Supplied text
I saw the whole thing he took too much kerb (you can see me not doing the same in the back ground) the car rolled over then went end over end :lol: it was immense.



beardboy said:


> It was an invisible ramp! :lol:*I was in 2nd position too *
> I managed to pit, and come back out finishing 7th though, so not too bad i guess.


Lets face it I was hunting you down, so you wern't going to be there long , just the pressure of it had you off. :lol: Its a shame as myself, you and john would have had a good threesome. Oooher misses :lol:


----------



## Rizzo

what sort of PI are you guys running to give me a rough idea


----------



## beardboy

:lol:

I was unstoppable until that, but a 3some sounds good :lol: There's always next time


----------



## beardboy

Rizzo said:


> what sort of PI are you guys running to give me a rough idea


Any really, but limited to 300bhp.


----------



## Rizzo

ok, im working on one now


----------



## minimadgriff

beardboy said:


> :lol:
> 
> I was unstoppable until that, but a 3some sounds good :lol: There's always next time


bollards was ya :


----------



## beardboy

:lol:

Can't believe how shagged my car was, even after pitting though - the downforce i lost from the spoiler and wings was slowing me 3.5 seconds per lap!


----------



## Rizzo

ive built a mk6 golf, but its already turboed, is that allowed?


----------



## beardboy

Yeah, that's fine 

The MK5 is also turboed


----------



## Drakey

Those pics are awesome looked like it was a good night and good races, i need to try and get in on the next one


----------



## Rizzo

Im getting consistent 1.29s but cant get much more out of it


----------



## terrymcg

What track are we doing next week guys, need to start getting some practice in!!


----------



## John74

terrymcg said:


> What track are we doing next week guys, need to start getting some practice in!!

Directive 1
In the racing forum thread, why was beardboy's car still slow even after pitting?
Directive 2
Answer these questions from the racing forum thread:
(a) What power limit does beardboy give when Rizzo asks what sort of PI they are running?
(b) In what position did beardboy finish after pitting?
(c) What lap times is Rizzo consistently getting?
Directive 3
Continue the racing forum thread from the point where John74 quotes terrymcg's question.

Items
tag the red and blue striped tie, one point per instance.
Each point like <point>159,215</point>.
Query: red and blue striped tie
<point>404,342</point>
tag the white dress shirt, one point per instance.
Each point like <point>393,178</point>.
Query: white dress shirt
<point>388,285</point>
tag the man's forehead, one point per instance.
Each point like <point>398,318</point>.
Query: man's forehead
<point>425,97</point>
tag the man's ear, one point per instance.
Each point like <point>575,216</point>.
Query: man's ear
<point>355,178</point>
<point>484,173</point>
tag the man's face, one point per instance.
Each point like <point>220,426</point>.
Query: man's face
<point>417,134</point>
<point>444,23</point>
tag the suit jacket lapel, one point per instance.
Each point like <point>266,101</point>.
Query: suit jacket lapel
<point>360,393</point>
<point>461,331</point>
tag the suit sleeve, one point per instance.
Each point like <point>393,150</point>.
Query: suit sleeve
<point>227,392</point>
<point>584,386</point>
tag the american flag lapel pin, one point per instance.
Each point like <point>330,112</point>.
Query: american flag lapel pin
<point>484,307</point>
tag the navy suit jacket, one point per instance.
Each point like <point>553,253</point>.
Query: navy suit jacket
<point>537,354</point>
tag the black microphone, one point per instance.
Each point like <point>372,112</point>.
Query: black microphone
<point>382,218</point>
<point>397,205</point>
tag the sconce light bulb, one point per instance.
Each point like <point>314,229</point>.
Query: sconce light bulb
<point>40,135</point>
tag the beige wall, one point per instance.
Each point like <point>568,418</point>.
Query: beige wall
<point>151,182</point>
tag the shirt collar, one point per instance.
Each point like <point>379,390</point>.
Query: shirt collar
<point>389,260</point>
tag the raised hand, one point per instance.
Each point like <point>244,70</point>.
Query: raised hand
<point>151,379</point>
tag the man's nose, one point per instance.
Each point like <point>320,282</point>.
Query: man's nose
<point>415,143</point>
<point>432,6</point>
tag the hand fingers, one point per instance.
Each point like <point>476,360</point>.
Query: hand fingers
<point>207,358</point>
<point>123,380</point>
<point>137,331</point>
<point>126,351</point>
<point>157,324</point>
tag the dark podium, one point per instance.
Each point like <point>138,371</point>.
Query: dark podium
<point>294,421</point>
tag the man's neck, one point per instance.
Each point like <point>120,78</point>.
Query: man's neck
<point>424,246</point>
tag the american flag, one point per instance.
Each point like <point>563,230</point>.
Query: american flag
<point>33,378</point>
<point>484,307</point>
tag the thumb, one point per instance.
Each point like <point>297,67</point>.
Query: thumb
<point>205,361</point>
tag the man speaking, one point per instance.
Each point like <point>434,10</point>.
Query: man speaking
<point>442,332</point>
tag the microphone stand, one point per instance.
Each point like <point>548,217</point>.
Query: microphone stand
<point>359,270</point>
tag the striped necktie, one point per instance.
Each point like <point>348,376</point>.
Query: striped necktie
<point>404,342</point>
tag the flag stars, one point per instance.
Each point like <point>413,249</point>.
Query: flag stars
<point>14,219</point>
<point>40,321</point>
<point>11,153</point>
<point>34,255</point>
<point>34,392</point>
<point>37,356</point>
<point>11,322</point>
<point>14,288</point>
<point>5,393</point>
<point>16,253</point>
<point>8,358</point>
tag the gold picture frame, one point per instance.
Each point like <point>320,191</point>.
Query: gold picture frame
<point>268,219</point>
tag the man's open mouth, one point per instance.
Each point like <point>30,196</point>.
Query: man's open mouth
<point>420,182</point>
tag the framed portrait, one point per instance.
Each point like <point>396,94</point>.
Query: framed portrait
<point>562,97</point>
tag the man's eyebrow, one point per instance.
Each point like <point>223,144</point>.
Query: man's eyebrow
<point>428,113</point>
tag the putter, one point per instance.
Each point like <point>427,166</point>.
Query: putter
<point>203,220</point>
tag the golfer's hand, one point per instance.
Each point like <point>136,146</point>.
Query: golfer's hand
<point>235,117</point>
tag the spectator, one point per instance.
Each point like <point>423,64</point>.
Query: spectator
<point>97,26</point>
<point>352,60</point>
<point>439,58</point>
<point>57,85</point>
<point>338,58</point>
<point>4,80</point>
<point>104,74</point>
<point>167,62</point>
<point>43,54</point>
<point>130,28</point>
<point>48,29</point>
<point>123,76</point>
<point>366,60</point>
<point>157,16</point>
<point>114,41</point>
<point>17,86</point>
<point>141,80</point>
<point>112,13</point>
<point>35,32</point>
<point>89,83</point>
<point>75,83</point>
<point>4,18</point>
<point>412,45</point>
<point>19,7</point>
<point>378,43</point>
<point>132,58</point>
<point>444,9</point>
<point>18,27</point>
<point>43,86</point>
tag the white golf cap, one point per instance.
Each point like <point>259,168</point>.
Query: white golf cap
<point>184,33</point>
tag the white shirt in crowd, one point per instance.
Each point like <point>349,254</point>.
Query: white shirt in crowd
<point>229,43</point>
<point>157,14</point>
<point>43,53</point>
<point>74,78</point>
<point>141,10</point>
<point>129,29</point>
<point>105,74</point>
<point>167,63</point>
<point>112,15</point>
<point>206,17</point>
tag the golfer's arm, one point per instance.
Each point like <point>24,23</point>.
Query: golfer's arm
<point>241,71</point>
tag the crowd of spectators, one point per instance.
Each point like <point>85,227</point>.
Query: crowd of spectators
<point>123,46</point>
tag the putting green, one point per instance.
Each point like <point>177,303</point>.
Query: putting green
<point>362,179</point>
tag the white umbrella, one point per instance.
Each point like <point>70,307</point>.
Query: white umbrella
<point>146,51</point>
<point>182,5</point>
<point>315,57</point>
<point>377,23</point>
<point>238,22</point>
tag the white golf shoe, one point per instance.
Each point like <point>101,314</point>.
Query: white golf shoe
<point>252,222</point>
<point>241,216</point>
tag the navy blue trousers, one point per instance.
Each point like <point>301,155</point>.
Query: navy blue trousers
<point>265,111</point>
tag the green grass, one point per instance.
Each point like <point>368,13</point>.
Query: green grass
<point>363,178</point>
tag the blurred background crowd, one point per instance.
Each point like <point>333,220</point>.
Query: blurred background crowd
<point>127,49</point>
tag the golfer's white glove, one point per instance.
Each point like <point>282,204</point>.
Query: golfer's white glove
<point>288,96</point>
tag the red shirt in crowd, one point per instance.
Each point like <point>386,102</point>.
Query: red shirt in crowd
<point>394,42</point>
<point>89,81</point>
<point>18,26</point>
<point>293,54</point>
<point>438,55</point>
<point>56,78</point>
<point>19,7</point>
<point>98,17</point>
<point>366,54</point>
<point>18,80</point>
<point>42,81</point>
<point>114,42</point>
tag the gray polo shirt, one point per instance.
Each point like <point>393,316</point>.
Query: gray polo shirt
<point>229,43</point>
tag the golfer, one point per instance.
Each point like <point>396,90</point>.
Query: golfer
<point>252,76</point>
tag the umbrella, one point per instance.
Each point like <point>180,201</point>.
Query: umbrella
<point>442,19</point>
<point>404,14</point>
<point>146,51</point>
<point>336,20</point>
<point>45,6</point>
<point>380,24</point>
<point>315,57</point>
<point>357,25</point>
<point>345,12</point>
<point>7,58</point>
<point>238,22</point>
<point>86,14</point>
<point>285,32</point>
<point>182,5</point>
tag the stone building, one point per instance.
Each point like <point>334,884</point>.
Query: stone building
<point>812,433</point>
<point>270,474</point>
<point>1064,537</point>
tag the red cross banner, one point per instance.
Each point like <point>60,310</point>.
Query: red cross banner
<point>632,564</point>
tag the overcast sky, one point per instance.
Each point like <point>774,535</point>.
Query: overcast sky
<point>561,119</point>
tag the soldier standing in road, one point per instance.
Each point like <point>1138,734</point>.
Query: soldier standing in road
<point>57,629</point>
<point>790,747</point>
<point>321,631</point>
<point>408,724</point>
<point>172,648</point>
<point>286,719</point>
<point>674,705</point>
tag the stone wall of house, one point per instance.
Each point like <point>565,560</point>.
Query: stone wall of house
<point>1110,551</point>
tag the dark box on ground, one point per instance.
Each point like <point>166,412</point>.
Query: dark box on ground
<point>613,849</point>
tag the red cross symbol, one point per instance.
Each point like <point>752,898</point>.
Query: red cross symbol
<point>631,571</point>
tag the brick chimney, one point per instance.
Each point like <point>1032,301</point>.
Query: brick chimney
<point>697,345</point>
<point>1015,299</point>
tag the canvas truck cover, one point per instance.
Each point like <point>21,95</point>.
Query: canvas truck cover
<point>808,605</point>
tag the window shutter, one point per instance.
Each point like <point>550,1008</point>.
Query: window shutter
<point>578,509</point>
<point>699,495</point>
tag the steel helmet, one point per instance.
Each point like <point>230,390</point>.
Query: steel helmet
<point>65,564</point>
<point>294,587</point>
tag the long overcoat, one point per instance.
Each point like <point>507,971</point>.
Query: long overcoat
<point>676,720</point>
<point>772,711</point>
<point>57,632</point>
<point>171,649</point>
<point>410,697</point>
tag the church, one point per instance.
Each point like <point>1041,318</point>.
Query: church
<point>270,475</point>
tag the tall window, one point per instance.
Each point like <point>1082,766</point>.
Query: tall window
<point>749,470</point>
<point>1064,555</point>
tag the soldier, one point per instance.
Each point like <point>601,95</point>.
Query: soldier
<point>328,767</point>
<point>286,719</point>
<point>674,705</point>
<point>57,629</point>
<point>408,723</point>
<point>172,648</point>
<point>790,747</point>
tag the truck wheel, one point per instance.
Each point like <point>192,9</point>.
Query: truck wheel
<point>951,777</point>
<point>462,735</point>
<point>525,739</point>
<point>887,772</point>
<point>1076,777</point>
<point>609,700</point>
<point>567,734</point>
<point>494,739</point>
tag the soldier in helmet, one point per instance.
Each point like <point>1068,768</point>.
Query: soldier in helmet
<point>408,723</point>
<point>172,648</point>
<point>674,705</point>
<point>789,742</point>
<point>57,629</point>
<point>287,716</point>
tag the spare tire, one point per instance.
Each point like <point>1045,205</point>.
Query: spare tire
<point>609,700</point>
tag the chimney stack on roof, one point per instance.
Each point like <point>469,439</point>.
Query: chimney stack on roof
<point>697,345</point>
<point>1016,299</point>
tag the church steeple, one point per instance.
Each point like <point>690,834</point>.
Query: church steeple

Exercise result 1
The car had lost the downforce from its spoiler and wings. That loss was slowing it by 3.5 seconds per lap.

Exercise result 2
(a) 300bhp.
(b) 7th.
(c) Consistent 1.29s.

Exercise result 3
I think the winner should choose the track for next sundays racing, only fair i think.

Just choose one with pits after that 7 car pile up at the first corner on the sebring
track.


----------



## Mini 360

John74 said:


> I think the winner should choose the track for next sundays racing, only fair i think.
> 
> Just choose one with pits after that 7 car pile up at the first corner on the sebring
> track.


:lol: Loved it when I said "Em guys......this track has no pits....." James - "Oh FFS!!!!" :lol:

Winner chooses.......em hows about Laguna Seca? Its not too long and has its straights and plenty corners (corkscrew) and has pits. I like it but open to offers. :thumb:

Only track I didnt like was that Amalfi one. Seeing as I got fecked up by someone on the first corner and could hardly accelerate :lol: The others I liked. But Nurburgring is too long for this kinda racing......


----------



## beardboy

Laguna would be pretty good, or Mugello short/long


----------



## John74

Laguna Seca sounds good, trying to stop for the corkscrew with some of you nutters about is going to be errrrrrrrrr fun :lol:

Already working on my next car, even doing the painting instead of buying one this time.


----------



## Mini 360

John74 said:


> Laguna Seca sounds good, trying to stop for the corkscrew with some of you nutters about is going to be errrrrrrrrr fun :lol:
> 
> Already working on my next car, even doing the painting instead of buying one this time.


Haha know what you mean :lol:

Going to try and improve my Civic as it wasnt handling as I would have liked. Too much understeer going into corners....but Laguna is a different kettle of fish so another tuning setup is required!


----------



## beardboy

What's everyones quickest time on Laguna Seca then?

I've just done a 1.33.9


----------



## Mini 360

beardboy said:


> What's everyones quickest time on Laguna Seca then?
> 
> I've just done a 1.33.9


Gees a chance :lol:


----------



## Davemm

i need to get my car sorted cos mine was well off the pace


----------



## Drakey

hey guys i noticed earlier in the thread it was mentioned about the Leon SC? Couldnt seem to find a definate answer on it tho is this car allowed?

-Dan


----------



## beardboy

It is allowed, but it's crap :lol:


----------



## Drakey

Okey dokey lol, seems to be better then my current Seat i managed 1.30.9 in the SC and seemed to be stuck to the road unlike my other one lol


----------



## Auto Finesse

^^ Some of these boys are running 1:27.s i can get a 128 but most f the time a 129 in a 99civic.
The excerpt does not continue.